## Start Raw records

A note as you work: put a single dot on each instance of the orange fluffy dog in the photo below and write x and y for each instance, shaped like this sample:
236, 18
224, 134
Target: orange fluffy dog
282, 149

## End Raw records

▶ _Written task_:
Rewrite every line of the items above as a JSON list of strings, one string per line, leaving out any blank lines.

▶ _Problem solution_:
[
  "A note as you work: put a single dot on each instance of the orange fluffy dog in the photo below and write x and y for each instance, shaped like this sample:",
  "236, 18",
  "224, 134",
  "Target: orange fluffy dog",
  "282, 149"
]